Com a massa de transferências que irrigou a economia, foi possível reverter, cerca de seis pontos percentuais nessas projeções, numa conta simplificada. O efetivo recuo da atividade econômica em 2020 limitou-se a 3,9%.

Replicar os resultados de 2020 em 2022, porém, não pode ser tomado como algo automático. São muitas as diferenças entre um momento e outro. A principal é que, há dois anos, o volume de recursos transferidos chegou realmente aos beneficiários e deles à economia, enquanto hoje, a massa de recursos prevista refere-se não só a transferências firmes, mas a possibilidades de movimentação de dinheiro não garantidas, via linhas de crédito.

É de se esperar, por exemplo, que poucos dos estimados 40 milhões de elegíveis a sacar até R$ 1 mil do FGTS deixem de fazê-lo. Não há atrativos em manter o dinheiro parado no fundo e, então, pode ser que R$ 30 bilhões entrem em circulação.

◆ **Ação necessária 1**: Transcreva literalmente o trecho sobre as transferências na economia, de "É de se esperar, por" até "entrem em circulação.".
◆ **Ação necessária 2**:
Responda, com base no trecho sobre as transferências na economia:
(a) De quanto foi o efetivo recuo da atividade econômica em 2020?
(b) Quantas pessoas, segundo a estimativa, são elegíveis a sacar até R$ 1 mil do FGTS?
(c) Que valor pode entrar em circulação com esses saques?
◆ **Ação necessária 3**: Dê continuidade ao trecho sobre as transferências na economia a partir do ponto em que ele termina.
Os dados apresentados a seguir constituem material separado do trecho sobre as transferências na economia.

◆ **Registros de um conjunto de dados**:

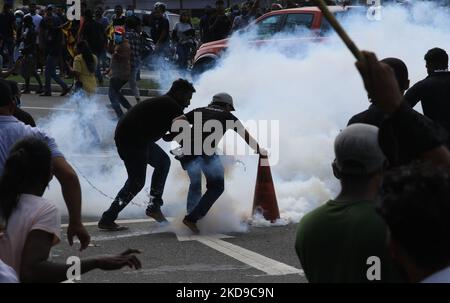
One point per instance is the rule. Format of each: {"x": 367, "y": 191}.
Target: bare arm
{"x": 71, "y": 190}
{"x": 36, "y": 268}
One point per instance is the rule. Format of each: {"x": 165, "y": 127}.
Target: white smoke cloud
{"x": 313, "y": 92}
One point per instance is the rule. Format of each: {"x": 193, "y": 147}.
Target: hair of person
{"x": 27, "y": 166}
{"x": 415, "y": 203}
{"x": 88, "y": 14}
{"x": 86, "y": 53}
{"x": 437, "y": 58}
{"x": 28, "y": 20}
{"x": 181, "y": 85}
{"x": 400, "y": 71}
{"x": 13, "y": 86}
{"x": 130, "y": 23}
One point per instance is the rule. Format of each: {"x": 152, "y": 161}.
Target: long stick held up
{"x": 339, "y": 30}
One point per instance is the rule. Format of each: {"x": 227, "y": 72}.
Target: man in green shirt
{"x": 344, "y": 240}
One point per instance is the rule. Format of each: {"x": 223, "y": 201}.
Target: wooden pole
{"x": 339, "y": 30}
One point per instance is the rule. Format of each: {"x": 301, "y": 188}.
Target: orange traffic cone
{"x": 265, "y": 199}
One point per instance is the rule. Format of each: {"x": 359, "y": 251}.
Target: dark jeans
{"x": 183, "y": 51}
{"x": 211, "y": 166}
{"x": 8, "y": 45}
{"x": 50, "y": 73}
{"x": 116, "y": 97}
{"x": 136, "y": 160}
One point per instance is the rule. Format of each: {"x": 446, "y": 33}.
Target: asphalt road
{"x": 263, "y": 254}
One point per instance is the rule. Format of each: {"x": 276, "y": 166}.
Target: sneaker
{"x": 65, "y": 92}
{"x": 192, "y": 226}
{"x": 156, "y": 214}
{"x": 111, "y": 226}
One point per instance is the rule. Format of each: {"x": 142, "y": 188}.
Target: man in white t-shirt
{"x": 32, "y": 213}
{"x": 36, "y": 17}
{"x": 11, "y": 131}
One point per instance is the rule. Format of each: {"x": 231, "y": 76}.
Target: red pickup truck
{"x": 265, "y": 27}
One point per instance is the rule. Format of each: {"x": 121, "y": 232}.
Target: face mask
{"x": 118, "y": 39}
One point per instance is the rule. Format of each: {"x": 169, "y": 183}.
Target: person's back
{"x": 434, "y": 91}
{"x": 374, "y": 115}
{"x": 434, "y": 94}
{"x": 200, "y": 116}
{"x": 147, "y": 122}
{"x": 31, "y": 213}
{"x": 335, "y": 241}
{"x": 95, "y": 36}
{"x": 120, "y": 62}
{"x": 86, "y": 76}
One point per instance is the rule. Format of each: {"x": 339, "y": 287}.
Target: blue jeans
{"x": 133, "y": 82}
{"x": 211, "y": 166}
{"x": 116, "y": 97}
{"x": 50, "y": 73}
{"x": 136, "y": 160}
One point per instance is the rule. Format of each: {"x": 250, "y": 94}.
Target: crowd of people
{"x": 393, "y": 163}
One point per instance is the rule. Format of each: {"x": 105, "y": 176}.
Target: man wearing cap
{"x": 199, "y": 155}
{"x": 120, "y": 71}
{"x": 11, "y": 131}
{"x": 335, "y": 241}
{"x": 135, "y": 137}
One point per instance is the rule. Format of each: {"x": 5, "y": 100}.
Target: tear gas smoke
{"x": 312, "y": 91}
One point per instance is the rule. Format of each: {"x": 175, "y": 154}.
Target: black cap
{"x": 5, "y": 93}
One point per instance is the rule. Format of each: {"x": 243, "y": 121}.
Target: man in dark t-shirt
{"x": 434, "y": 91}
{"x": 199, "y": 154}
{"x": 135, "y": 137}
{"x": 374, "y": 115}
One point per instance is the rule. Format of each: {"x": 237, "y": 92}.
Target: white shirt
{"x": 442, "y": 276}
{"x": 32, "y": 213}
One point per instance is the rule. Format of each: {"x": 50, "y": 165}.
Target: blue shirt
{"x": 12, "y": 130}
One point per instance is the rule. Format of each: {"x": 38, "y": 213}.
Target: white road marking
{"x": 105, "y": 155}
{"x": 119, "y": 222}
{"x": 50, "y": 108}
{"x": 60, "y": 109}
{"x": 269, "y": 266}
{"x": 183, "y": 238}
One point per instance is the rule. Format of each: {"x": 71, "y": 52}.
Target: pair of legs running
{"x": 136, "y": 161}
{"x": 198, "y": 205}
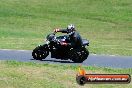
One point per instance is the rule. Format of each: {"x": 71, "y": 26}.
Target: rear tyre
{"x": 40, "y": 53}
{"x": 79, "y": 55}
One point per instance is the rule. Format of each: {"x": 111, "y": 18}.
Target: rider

◆ **Resultado do exercício 1**:
É de se esperar, por exemplo, que poucos dos estimados 40 milhões de elegíveis a sacar até R$ 1 mil do FGTS deixem de fazê-lo. Não há atrativos em manter o dinheiro parado no fundo e, então, pode ser que R$ 30 bilhões entrem em circulação.

◆ **Resultado do exercício 2**:
(a) 3,9%.
(b) Cerca de 40 milhões.
(c) R$ 30 bilhões.

◆ **Resultado do exercício 3**:
O mesmo, no entanto, não se pode dizer dos R$ 80 bilhões que poderiam ser tomados em financiamentos bancários por 50 milhões de beneficiários do Auxílio Brasil e do BPC (Benefício de Prestação Continuada), que passaram a ter direito a solicitar linhas de empréstimos consignados nos bancos. Nem todos os potenciais beneficiários vão se interessar pelos empréstimos ou até mesmo saber da existência deles.

Isso sem falar que os R$ 60 bilhões do 13º salário para 30 milhões de aposentados do INSS são antecipação de um pagamento certo, que apenas virá antes e não depois da eleição, e poderá deixar um buraco no orçamento dos beneficiados que não forem precavidos. Idem para as 4,5 milhões de pessoas que poderiam — ou não — se valer das linhas de microcrédito para abrir ou reforçar pequenos negócios.

Parte dessas "bondades" de Bolsonaro são empréstimos bancários, que terão de ser pagos, com juros, ainda que mais baixos do que os de mercado. Ou seja, o dinheiro que pode entrar hoje na economia é no fundo dívida que, ao ser quitada terá de sair da economia amanhã.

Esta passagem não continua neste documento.